**WHAT TO WORK ON:** Each entry must appear again exactly as it does in the source.

Dataset entries:
== Segment start ==

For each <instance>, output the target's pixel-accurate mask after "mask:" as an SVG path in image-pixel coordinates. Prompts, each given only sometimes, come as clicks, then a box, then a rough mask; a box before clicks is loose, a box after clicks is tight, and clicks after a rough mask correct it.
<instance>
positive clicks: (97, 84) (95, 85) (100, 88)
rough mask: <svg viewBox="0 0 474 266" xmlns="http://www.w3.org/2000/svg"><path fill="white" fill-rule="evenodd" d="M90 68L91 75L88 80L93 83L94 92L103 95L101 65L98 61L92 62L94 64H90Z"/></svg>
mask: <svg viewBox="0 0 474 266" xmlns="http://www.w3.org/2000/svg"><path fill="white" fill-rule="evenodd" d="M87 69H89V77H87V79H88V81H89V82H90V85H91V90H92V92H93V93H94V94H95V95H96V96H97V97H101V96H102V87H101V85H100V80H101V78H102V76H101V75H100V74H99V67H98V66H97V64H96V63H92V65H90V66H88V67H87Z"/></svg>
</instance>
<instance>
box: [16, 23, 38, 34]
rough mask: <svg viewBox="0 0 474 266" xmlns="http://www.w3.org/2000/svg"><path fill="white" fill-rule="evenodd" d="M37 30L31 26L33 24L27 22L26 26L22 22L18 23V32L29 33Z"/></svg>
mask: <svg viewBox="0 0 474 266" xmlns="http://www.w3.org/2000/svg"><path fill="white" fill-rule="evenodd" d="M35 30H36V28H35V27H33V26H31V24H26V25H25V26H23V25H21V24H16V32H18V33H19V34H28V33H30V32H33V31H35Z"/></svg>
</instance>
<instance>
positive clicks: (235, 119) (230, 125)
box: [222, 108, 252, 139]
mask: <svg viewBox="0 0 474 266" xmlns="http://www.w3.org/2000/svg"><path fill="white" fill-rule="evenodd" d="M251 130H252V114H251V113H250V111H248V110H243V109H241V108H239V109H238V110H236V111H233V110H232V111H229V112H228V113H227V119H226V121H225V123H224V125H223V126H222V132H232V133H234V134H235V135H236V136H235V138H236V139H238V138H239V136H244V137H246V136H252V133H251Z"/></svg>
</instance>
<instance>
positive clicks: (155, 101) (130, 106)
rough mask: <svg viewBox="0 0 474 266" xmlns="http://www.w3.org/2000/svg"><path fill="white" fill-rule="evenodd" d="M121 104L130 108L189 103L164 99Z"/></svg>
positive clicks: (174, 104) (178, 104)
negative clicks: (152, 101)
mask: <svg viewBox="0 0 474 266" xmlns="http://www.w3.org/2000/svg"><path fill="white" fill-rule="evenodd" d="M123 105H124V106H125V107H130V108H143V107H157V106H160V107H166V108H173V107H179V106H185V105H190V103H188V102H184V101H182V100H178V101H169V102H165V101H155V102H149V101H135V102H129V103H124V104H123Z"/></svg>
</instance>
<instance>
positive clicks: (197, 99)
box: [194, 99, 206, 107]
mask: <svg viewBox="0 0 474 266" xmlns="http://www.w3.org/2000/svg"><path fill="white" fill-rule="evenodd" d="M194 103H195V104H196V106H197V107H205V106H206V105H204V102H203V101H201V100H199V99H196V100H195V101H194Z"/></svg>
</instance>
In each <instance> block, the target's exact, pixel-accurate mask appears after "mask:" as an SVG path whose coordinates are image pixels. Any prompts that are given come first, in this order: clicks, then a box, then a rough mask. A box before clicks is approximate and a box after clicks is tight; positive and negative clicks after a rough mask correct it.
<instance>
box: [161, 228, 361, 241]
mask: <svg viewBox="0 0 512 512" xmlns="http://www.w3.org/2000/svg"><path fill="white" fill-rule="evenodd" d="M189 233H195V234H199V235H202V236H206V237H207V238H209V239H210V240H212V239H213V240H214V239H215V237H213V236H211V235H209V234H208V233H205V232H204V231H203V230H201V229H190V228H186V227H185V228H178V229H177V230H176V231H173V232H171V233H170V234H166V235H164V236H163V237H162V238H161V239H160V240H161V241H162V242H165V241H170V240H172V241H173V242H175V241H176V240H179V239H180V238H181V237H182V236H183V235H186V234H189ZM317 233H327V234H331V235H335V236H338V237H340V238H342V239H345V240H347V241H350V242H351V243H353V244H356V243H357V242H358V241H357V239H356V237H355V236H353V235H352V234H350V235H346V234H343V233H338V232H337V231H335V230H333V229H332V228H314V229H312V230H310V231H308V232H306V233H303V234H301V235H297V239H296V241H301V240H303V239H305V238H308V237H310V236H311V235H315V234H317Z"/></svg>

== Segment end ==

**ANSWER BOX:**
For each <instance>, output the target's pixel-accurate mask after "mask:" as an SVG path in image-pixel coordinates. Prompts, each given only sometimes, come as clicks, then a box, then a rough mask; a box before clicks is loose, a box after clicks is tight, and clicks after a rough mask correct it.
<instance>
positive clicks: (97, 84) (95, 85) (100, 88)
rough mask: <svg viewBox="0 0 474 266" xmlns="http://www.w3.org/2000/svg"><path fill="white" fill-rule="evenodd" d="M90 68L91 75L88 80L93 83L94 92L103 95L101 65L98 61L92 62L94 64H90Z"/></svg>
mask: <svg viewBox="0 0 474 266" xmlns="http://www.w3.org/2000/svg"><path fill="white" fill-rule="evenodd" d="M87 69H89V77H87V79H88V81H89V82H90V85H91V90H92V92H93V93H94V94H95V95H96V96H97V97H101V96H102V87H101V85H100V80H101V78H102V76H101V75H100V74H99V67H98V66H97V64H96V63H92V65H90V66H88V67H87Z"/></svg>
</instance>
<instance>
box: [16, 23, 38, 34]
rough mask: <svg viewBox="0 0 474 266" xmlns="http://www.w3.org/2000/svg"><path fill="white" fill-rule="evenodd" d="M37 30L31 26L33 24L27 22L26 26L22 22L18 23V32L29 33Z"/></svg>
mask: <svg viewBox="0 0 474 266" xmlns="http://www.w3.org/2000/svg"><path fill="white" fill-rule="evenodd" d="M35 30H36V28H35V27H33V26H31V24H26V25H25V26H23V25H21V24H16V32H18V33H19V34H28V33H30V32H33V31H35Z"/></svg>
</instance>
<instance>
positive clicks: (235, 119) (230, 125)
box: [222, 108, 252, 139]
mask: <svg viewBox="0 0 474 266" xmlns="http://www.w3.org/2000/svg"><path fill="white" fill-rule="evenodd" d="M251 130H252V114H251V113H250V111H248V110H243V109H241V108H239V109H238V110H236V111H233V110H232V111H229V112H228V113H227V119H226V121H225V123H224V125H223V126H222V132H232V133H234V134H235V135H236V136H235V138H236V139H238V138H239V136H244V137H246V136H252V133H251Z"/></svg>
</instance>
<instance>
positive clicks: (155, 101) (130, 106)
rough mask: <svg viewBox="0 0 474 266" xmlns="http://www.w3.org/2000/svg"><path fill="white" fill-rule="evenodd" d="M121 104L130 108L189 103L164 99Z"/></svg>
positive clicks: (174, 104) (178, 104)
negative clicks: (152, 101)
mask: <svg viewBox="0 0 474 266" xmlns="http://www.w3.org/2000/svg"><path fill="white" fill-rule="evenodd" d="M123 105H124V106H125V107H130V108H143V107H157V106H160V107H166V108H173V107H179V106H185V105H190V103H188V102H184V101H182V100H178V101H169V102H165V101H155V102H149V101H135V102H129V103H124V104H123Z"/></svg>
</instance>
<instance>
positive clicks: (197, 99)
box: [194, 99, 206, 107]
mask: <svg viewBox="0 0 474 266" xmlns="http://www.w3.org/2000/svg"><path fill="white" fill-rule="evenodd" d="M194 103H195V104H196V106H197V107H205V106H206V105H204V102H203V101H201V100H199V99H196V100H195V101H194Z"/></svg>
</instance>
In each <instance> block, the target's exact, pixel-accurate mask appears after "mask:" as an SVG path whose coordinates are image pixels. Any prompts that are given come first, in this order: clicks, then a box, then a rough mask. A box before clicks is approximate and a box after clicks is tight; positive and negative clicks after a rough mask correct it.
<instance>
box: [161, 228, 361, 241]
mask: <svg viewBox="0 0 512 512" xmlns="http://www.w3.org/2000/svg"><path fill="white" fill-rule="evenodd" d="M189 233H195V234H199V235H202V236H206V237H207V238H209V239H210V240H212V239H213V240H214V239H215V237H213V236H211V235H209V234H208V233H205V232H204V231H203V230H201V229H190V228H186V227H185V228H178V229H177V230H176V231H173V232H171V233H170V234H166V235H164V236H163V237H162V238H161V239H160V240H161V241H162V242H165V241H170V240H172V241H173V242H175V241H176V240H179V239H180V238H181V237H182V236H183V235H186V234H189ZM317 233H327V234H331V235H335V236H338V237H340V238H342V239H345V240H347V241H350V242H351V243H353V244H356V243H357V242H358V241H357V239H356V237H355V236H353V235H352V234H350V235H346V234H343V233H338V232H337V231H335V230H333V229H332V228H314V229H312V230H310V231H308V232H306V233H303V234H301V235H297V239H296V241H301V240H303V239H305V238H308V237H310V236H311V235H315V234H317Z"/></svg>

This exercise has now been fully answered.